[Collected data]
* * *

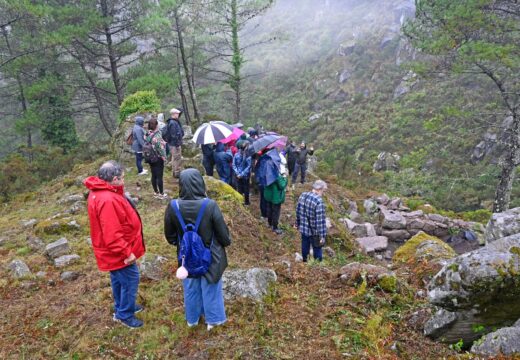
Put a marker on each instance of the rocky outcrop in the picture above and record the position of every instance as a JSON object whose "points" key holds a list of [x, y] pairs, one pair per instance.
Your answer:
{"points": [[252, 283], [482, 289], [387, 162], [19, 269], [503, 224], [505, 341], [356, 273]]}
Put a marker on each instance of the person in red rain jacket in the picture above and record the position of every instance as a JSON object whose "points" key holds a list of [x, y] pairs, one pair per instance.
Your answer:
{"points": [[117, 238]]}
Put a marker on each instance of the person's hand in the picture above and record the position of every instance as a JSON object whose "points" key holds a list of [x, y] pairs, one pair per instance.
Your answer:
{"points": [[130, 260]]}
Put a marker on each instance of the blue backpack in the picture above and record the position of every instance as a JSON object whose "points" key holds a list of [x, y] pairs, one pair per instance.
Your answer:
{"points": [[196, 256]]}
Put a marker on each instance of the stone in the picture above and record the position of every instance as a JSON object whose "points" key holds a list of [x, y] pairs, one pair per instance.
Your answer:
{"points": [[57, 248], [66, 260], [370, 206], [372, 243], [505, 341], [395, 204], [315, 117], [71, 199], [382, 199], [391, 219], [151, 267], [355, 273], [28, 223], [69, 275], [329, 251], [482, 287], [35, 243], [386, 162], [503, 224], [439, 322], [251, 283], [396, 235], [19, 269], [423, 247]]}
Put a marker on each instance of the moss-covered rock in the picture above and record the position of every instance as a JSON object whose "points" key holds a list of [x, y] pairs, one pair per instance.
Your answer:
{"points": [[219, 190], [423, 247], [56, 227]]}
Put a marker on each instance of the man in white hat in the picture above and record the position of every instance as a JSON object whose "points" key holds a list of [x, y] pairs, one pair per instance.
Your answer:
{"points": [[173, 136]]}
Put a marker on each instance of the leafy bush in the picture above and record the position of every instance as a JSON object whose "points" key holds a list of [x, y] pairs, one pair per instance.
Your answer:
{"points": [[141, 101]]}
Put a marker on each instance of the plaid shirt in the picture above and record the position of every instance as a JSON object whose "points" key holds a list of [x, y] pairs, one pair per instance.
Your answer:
{"points": [[310, 215]]}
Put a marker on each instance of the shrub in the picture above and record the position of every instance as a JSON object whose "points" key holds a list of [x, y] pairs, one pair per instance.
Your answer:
{"points": [[141, 101]]}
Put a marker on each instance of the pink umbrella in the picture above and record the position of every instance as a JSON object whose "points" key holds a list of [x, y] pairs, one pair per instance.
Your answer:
{"points": [[234, 136], [280, 143]]}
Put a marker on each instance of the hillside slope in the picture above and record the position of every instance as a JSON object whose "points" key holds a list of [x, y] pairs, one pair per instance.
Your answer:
{"points": [[306, 313]]}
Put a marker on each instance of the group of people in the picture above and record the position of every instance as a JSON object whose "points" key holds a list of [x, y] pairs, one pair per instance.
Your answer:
{"points": [[192, 220]]}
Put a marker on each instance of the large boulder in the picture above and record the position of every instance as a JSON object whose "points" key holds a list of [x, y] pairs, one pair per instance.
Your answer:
{"points": [[251, 283], [481, 287], [152, 267], [503, 224], [387, 162], [19, 269], [391, 219], [505, 341], [372, 243]]}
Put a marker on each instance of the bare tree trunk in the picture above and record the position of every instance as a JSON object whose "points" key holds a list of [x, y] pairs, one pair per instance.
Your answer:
{"points": [[112, 57], [99, 100], [186, 67], [508, 165], [23, 100]]}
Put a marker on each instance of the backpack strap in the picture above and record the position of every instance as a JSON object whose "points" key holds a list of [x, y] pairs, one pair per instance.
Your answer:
{"points": [[201, 213], [175, 205]]}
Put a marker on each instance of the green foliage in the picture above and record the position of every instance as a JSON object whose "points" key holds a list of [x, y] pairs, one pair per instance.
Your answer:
{"points": [[139, 102]]}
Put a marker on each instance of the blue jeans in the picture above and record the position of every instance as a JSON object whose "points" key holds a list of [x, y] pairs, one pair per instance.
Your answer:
{"points": [[299, 168], [139, 161], [306, 246], [125, 282], [203, 298]]}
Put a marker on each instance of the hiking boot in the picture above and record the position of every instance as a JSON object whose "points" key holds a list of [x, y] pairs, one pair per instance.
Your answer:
{"points": [[132, 323]]}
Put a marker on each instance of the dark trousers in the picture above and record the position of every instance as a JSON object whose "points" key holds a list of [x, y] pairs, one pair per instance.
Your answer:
{"points": [[299, 168], [125, 282], [273, 214], [306, 247], [157, 169], [209, 164], [243, 188], [263, 203], [139, 162]]}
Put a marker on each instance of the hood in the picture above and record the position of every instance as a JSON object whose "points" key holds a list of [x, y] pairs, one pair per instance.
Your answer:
{"points": [[93, 183], [139, 120], [191, 185], [220, 147]]}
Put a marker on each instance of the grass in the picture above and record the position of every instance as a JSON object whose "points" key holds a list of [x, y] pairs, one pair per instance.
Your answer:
{"points": [[304, 315]]}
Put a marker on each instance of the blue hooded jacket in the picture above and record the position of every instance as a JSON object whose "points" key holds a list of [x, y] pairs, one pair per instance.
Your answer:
{"points": [[138, 134], [223, 163]]}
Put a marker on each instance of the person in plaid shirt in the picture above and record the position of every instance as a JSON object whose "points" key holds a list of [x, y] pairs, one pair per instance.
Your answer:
{"points": [[310, 220]]}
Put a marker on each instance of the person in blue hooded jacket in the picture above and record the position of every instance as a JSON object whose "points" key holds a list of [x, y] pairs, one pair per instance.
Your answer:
{"points": [[138, 143], [223, 160]]}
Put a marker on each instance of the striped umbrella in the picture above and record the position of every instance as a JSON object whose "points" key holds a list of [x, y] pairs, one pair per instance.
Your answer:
{"points": [[212, 132]]}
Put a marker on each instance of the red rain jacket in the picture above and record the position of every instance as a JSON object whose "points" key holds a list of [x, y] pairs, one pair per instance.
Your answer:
{"points": [[115, 226]]}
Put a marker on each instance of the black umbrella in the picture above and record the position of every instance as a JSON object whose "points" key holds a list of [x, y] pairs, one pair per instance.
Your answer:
{"points": [[262, 142]]}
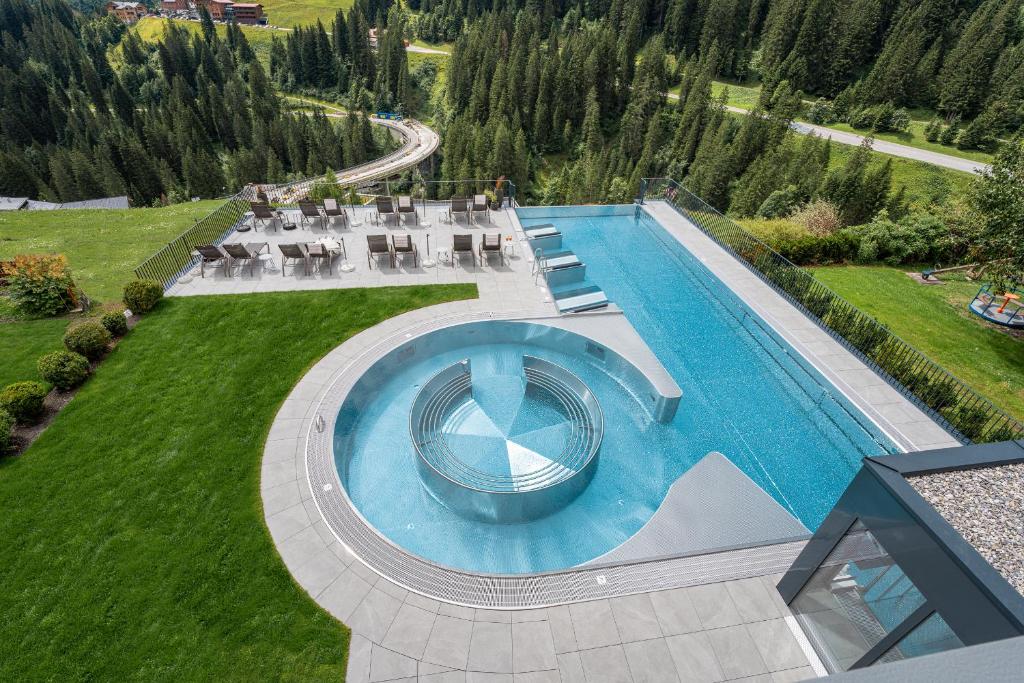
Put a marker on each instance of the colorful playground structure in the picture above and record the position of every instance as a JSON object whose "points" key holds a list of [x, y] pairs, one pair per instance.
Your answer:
{"points": [[1001, 308]]}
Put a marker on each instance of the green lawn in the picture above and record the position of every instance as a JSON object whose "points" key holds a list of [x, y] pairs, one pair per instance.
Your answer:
{"points": [[134, 546], [935, 319], [22, 342], [102, 246]]}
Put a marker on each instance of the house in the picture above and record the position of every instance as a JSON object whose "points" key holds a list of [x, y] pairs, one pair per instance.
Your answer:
{"points": [[248, 12], [129, 12]]}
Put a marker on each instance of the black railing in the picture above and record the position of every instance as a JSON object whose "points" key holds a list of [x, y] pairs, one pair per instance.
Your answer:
{"points": [[177, 258], [958, 408]]}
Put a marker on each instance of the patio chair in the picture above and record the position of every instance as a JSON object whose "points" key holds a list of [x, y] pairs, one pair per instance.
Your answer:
{"points": [[331, 209], [211, 254], [401, 245], [263, 213], [377, 246], [385, 208], [309, 211], [321, 253], [492, 244], [480, 205], [249, 252], [462, 244], [460, 205], [406, 206], [294, 253]]}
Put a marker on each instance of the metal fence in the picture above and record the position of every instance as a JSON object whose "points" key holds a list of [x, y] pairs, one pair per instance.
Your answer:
{"points": [[177, 258], [970, 416]]}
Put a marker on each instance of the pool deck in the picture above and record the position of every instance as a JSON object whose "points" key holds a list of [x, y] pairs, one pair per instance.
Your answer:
{"points": [[713, 626]]}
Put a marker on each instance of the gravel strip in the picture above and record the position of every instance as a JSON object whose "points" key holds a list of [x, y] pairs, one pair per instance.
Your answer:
{"points": [[986, 507]]}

* * *

How to complete this task
Which lines of the records hold the string "person"? Copy each one.

Task output
Put a marker on each instance of the person in red rain jacket in the picture above and record the position of every instance as a JSON object whose "points" key holds a list of [x, y] pairs, one pair per instance.
Put a marker on each instance of the person's hand in the picture above and record the position of every instance as a JSON object whose "points" key holds a list of [x, y] pairs, one pair per instance.
Put a marker on each instance of the person in plaid shirt in the picture above and record the position of every instance as a JSON object whose "points" key holds a list of [x, y] pairs, one pair per instance.
Put a marker on each instance of the person in blue hooded jacket in the picture above and record the position of every instance as a JSON object whose "points" key holds a list of [x, y] pairs, one pair per instance.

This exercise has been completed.